(Problem description) From the records below, keep only the lines that contain the string "windshield", and copy each one in full.

---- Records for this exercise

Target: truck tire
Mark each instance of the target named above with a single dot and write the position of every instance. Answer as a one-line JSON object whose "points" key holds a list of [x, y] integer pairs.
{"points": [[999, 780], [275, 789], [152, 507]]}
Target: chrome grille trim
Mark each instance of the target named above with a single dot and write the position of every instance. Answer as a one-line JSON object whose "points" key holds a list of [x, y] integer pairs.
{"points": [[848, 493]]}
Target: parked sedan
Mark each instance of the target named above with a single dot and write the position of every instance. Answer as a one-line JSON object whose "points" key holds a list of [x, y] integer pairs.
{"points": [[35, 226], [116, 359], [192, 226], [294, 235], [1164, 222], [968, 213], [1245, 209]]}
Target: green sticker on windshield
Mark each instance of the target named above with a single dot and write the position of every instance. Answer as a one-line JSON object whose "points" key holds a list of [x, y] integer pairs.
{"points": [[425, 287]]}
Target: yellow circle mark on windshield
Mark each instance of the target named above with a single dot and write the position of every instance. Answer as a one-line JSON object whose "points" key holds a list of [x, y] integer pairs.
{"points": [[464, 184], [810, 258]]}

--------
---- Records for this exercise

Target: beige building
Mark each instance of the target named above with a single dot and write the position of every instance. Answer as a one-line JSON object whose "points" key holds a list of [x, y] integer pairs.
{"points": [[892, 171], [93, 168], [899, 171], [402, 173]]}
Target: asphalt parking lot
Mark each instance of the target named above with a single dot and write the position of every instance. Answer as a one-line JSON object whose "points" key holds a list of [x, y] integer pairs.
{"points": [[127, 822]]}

--------

(Task answer)
Target: green sticker on windshield
Target: yellow circle mark on windshield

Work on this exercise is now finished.